WORK TO BE COMPLETED –
Please find every line in the records that contains the string "positive" and copy each one. Case counts.

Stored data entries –
————

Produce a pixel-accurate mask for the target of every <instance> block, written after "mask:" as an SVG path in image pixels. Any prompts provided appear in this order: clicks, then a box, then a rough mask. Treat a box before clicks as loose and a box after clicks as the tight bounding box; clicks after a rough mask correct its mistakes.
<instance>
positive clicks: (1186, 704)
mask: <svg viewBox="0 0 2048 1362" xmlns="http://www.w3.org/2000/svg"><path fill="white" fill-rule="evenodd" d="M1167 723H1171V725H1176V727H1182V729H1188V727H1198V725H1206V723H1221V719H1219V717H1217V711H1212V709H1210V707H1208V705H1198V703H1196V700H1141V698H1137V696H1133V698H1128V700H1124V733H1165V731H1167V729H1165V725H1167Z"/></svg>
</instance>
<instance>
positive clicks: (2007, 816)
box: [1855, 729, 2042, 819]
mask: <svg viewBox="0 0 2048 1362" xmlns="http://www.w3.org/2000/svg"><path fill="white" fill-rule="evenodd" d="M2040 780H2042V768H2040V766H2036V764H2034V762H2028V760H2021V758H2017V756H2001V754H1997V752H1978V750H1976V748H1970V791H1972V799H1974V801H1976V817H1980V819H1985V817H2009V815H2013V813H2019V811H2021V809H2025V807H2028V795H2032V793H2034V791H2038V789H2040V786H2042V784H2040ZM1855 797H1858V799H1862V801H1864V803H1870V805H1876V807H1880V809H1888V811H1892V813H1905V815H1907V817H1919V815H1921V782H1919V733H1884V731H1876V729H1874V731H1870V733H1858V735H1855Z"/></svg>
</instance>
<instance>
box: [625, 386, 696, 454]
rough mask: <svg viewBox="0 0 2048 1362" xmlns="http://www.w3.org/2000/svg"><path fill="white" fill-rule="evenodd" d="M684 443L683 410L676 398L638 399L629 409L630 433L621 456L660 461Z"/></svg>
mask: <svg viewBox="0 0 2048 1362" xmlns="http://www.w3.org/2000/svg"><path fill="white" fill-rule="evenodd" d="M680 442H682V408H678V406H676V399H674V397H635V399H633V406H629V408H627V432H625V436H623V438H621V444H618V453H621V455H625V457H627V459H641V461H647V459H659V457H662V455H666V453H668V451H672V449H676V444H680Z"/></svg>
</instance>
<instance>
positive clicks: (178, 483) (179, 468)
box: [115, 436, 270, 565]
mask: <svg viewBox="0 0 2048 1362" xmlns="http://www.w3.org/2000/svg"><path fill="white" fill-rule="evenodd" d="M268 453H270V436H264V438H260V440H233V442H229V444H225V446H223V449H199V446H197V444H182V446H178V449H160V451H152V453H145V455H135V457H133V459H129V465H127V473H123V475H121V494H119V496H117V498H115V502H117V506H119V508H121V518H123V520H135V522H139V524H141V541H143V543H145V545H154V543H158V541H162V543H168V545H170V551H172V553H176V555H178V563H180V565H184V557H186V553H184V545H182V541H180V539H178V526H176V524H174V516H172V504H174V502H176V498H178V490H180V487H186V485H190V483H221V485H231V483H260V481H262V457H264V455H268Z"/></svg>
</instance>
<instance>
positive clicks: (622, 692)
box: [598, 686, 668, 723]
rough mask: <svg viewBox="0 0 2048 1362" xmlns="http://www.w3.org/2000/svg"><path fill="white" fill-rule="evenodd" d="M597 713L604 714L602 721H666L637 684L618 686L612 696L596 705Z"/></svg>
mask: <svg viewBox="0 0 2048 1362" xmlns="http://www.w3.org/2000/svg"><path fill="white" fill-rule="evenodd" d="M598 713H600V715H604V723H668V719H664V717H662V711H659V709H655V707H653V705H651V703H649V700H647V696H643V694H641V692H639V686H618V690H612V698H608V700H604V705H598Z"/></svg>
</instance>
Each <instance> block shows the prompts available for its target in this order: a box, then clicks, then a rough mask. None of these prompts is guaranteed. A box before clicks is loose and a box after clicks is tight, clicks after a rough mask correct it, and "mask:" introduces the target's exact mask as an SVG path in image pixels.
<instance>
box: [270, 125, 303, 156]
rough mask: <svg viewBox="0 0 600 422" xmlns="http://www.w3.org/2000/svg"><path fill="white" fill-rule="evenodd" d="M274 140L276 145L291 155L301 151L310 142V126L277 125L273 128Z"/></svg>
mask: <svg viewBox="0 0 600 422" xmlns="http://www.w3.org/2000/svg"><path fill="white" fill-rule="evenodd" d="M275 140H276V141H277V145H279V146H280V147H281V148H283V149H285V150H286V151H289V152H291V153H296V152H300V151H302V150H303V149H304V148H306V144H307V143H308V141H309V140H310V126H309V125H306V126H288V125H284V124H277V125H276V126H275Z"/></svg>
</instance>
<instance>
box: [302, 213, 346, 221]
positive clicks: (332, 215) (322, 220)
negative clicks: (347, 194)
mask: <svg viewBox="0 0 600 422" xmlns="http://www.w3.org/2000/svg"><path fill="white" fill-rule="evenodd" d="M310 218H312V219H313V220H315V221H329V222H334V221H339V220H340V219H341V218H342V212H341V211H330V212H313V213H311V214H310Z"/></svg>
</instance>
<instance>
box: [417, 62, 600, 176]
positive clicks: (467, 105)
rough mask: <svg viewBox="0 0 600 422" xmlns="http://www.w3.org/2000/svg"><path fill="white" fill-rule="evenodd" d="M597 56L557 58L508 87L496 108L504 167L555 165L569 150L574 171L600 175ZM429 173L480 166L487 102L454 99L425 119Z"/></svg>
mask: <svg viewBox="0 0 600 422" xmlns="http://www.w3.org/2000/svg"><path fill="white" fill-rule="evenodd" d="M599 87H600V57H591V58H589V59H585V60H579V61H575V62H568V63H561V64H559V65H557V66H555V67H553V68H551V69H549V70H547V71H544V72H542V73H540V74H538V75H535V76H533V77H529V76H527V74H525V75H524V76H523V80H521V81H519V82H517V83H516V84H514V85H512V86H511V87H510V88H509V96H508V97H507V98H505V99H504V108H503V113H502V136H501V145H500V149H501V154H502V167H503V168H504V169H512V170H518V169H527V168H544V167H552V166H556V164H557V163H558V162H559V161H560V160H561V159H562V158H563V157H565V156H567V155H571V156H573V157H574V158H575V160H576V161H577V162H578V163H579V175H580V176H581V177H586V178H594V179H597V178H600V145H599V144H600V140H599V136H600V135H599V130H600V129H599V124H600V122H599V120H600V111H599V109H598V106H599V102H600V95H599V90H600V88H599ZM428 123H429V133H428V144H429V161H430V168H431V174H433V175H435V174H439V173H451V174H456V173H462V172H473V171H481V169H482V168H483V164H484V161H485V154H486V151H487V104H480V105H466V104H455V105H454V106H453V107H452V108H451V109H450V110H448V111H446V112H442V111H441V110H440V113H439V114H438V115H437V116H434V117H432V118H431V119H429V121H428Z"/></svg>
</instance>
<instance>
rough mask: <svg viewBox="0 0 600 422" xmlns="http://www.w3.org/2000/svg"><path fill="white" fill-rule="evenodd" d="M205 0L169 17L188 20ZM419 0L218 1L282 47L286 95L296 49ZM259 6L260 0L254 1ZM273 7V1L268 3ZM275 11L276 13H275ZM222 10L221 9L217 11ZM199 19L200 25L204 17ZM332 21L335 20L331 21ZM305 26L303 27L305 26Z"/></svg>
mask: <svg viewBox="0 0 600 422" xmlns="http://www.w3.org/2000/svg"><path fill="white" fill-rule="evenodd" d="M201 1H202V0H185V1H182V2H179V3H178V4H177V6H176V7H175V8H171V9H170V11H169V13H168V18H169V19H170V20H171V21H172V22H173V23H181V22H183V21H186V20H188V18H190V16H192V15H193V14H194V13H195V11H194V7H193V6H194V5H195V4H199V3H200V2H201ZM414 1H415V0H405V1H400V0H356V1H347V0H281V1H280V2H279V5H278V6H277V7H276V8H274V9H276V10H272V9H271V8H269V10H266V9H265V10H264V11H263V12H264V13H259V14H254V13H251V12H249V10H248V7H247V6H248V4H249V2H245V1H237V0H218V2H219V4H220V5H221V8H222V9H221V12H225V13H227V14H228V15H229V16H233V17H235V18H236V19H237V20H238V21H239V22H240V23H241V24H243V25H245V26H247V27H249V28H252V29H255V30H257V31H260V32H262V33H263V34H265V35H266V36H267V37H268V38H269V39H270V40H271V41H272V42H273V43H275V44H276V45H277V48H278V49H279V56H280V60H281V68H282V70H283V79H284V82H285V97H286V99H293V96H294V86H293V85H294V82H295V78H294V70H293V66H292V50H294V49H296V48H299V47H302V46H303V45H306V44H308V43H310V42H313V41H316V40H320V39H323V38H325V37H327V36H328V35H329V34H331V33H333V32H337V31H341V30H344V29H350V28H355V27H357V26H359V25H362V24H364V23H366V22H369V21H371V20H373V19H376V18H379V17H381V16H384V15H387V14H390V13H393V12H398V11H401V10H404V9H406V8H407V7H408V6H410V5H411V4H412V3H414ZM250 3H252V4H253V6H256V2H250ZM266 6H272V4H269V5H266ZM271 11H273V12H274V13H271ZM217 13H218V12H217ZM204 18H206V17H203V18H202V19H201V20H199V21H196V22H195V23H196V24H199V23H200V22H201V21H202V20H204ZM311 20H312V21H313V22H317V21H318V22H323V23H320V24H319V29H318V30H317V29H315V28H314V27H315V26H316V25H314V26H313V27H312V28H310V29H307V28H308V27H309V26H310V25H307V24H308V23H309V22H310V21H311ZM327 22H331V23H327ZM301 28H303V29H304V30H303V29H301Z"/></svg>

————

SOLUTION –
positive clicks: (1186, 704)
positive clicks: (2007, 816)
positive clicks: (178, 483) (179, 468)
positive clicks: (622, 692)
positive clicks: (332, 215) (322, 220)
positive clicks: (467, 105)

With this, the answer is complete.